◆ DATA SECTION ◆

==============================

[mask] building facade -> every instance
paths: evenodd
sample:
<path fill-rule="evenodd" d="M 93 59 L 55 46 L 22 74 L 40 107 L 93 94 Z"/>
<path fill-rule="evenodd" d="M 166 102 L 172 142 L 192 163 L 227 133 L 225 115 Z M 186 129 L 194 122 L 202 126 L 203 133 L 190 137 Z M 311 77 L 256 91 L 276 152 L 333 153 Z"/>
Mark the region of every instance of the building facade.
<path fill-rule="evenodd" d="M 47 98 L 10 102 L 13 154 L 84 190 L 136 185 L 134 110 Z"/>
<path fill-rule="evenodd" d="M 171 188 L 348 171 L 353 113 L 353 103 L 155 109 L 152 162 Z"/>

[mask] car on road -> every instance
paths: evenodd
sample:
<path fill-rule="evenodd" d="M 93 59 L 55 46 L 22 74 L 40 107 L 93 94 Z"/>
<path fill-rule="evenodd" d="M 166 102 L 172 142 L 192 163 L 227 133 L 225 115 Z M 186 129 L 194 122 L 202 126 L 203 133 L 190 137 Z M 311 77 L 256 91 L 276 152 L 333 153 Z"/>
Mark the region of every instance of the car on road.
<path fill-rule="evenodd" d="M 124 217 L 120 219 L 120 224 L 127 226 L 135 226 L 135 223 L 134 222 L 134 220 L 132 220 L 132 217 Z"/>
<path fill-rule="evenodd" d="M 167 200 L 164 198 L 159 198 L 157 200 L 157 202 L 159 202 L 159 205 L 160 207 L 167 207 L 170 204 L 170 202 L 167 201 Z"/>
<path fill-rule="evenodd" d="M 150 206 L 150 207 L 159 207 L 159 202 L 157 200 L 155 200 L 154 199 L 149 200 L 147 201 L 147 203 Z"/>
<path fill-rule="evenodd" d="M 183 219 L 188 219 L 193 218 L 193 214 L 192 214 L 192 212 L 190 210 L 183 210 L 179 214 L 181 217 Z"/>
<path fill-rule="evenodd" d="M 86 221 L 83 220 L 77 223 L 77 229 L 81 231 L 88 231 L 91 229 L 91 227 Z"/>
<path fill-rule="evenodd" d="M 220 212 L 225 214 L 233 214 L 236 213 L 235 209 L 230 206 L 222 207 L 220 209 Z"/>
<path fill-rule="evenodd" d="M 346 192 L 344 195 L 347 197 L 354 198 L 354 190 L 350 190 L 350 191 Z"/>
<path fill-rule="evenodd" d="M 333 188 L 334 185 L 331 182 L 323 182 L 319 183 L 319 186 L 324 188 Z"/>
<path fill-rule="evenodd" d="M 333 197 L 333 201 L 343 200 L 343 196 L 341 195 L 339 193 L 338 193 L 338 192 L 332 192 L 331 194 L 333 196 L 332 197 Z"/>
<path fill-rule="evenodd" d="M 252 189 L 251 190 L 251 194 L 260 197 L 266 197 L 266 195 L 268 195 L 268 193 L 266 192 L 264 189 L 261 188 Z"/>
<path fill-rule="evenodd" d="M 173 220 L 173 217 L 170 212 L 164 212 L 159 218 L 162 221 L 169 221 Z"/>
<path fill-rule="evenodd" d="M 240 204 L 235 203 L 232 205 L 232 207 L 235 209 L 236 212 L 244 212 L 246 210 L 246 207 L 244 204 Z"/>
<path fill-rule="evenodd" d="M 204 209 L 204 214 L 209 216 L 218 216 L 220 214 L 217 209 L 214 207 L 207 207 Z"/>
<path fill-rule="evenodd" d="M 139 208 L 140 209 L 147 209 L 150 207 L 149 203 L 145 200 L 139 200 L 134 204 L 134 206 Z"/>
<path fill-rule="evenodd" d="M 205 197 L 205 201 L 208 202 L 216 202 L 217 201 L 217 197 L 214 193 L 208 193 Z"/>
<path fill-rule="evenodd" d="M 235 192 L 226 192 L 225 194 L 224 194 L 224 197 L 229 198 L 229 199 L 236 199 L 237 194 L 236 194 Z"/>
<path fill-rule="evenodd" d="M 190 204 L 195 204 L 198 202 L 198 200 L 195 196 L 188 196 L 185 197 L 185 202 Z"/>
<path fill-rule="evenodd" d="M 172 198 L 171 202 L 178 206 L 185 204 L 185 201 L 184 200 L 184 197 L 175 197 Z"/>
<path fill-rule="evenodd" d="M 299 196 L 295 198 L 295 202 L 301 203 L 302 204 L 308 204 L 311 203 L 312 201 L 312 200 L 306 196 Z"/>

==============================

◆ EXERCISE PROMPT ◆
Recast every line of the items above as a numbered list, leaving out the blank lines.

◆ THE RESPONSE ◆
1. [mask] building facade -> every instance
2. paths: evenodd
3. sample:
4. <path fill-rule="evenodd" d="M 93 59 L 55 46 L 22 74 L 40 107 L 93 94 Z"/>
5. <path fill-rule="evenodd" d="M 166 102 L 172 142 L 192 163 L 227 133 L 225 115 Z M 186 129 L 194 122 L 202 126 L 203 133 L 190 137 Z M 311 77 L 256 91 L 276 152 L 333 153 Z"/>
6. Mark the region of every instance of the building facade.
7. <path fill-rule="evenodd" d="M 47 98 L 10 102 L 13 154 L 84 190 L 136 185 L 134 110 Z"/>
8. <path fill-rule="evenodd" d="M 171 188 L 348 171 L 353 113 L 353 103 L 155 109 L 152 162 Z"/>
9. [mask] car on road -> every instance
10. paths: evenodd
11. sample:
12. <path fill-rule="evenodd" d="M 93 59 L 55 46 L 22 74 L 40 107 L 93 94 Z"/>
13. <path fill-rule="evenodd" d="M 166 102 L 172 142 L 192 163 L 227 133 L 225 115 Z M 186 129 L 194 122 L 202 126 L 203 133 L 190 137 Z M 311 77 L 256 91 L 276 152 L 333 153 Z"/>
14. Mark the region of every instance of the car on road.
15. <path fill-rule="evenodd" d="M 124 217 L 120 219 L 120 224 L 127 226 L 135 226 L 135 223 L 134 222 L 134 220 L 132 220 L 132 217 Z"/>
16. <path fill-rule="evenodd" d="M 167 200 L 164 198 L 159 198 L 157 200 L 157 202 L 159 202 L 159 205 L 160 207 L 167 207 L 170 204 L 170 202 L 167 201 Z"/>
17. <path fill-rule="evenodd" d="M 150 206 L 150 207 L 159 207 L 159 202 L 157 200 L 155 200 L 154 199 L 149 200 L 147 201 L 147 203 Z"/>
18. <path fill-rule="evenodd" d="M 183 219 L 188 219 L 193 218 L 193 214 L 192 214 L 192 212 L 190 210 L 183 210 L 179 214 L 181 217 Z"/>
19. <path fill-rule="evenodd" d="M 86 221 L 83 220 L 77 223 L 77 229 L 81 231 L 88 231 L 91 229 L 91 227 Z"/>
20. <path fill-rule="evenodd" d="M 220 212 L 225 214 L 233 214 L 236 213 L 235 209 L 230 206 L 222 207 L 220 209 Z"/>
21. <path fill-rule="evenodd" d="M 346 192 L 344 195 L 347 197 L 354 198 L 354 190 L 350 190 L 350 191 Z"/>
22. <path fill-rule="evenodd" d="M 333 188 L 334 185 L 331 182 L 323 182 L 319 183 L 319 186 L 324 188 Z"/>
23. <path fill-rule="evenodd" d="M 333 197 L 333 201 L 343 200 L 343 196 L 341 195 L 339 193 L 338 193 L 338 192 L 332 192 L 331 194 L 333 196 L 332 197 Z"/>
24. <path fill-rule="evenodd" d="M 252 189 L 251 190 L 251 194 L 260 197 L 266 197 L 266 195 L 268 195 L 268 193 L 266 192 L 264 189 L 261 188 Z"/>
25. <path fill-rule="evenodd" d="M 173 220 L 173 217 L 170 212 L 164 212 L 159 218 L 162 221 L 169 221 Z"/>
26. <path fill-rule="evenodd" d="M 240 204 L 235 203 L 232 205 L 232 207 L 235 209 L 236 212 L 244 212 L 246 210 L 246 207 L 244 204 Z"/>
27. <path fill-rule="evenodd" d="M 204 209 L 204 214 L 209 216 L 218 216 L 220 214 L 217 209 L 214 207 L 207 207 Z"/>
28. <path fill-rule="evenodd" d="M 139 208 L 140 209 L 147 209 L 150 207 L 149 203 L 145 200 L 139 200 L 134 204 L 134 206 Z"/>
29. <path fill-rule="evenodd" d="M 205 197 L 205 201 L 208 202 L 216 202 L 217 201 L 217 197 L 214 193 L 208 193 Z"/>
30. <path fill-rule="evenodd" d="M 235 192 L 226 192 L 225 194 L 224 194 L 224 197 L 229 198 L 229 199 L 236 199 L 237 194 L 236 194 Z"/>
31. <path fill-rule="evenodd" d="M 190 204 L 195 204 L 198 202 L 198 200 L 195 196 L 188 196 L 185 197 L 185 202 Z"/>
32. <path fill-rule="evenodd" d="M 172 198 L 171 202 L 178 206 L 185 204 L 185 201 L 184 200 L 184 197 L 175 197 Z"/>
33. <path fill-rule="evenodd" d="M 299 196 L 295 198 L 295 202 L 301 203 L 302 204 L 308 204 L 311 203 L 312 201 L 312 200 L 306 196 Z"/>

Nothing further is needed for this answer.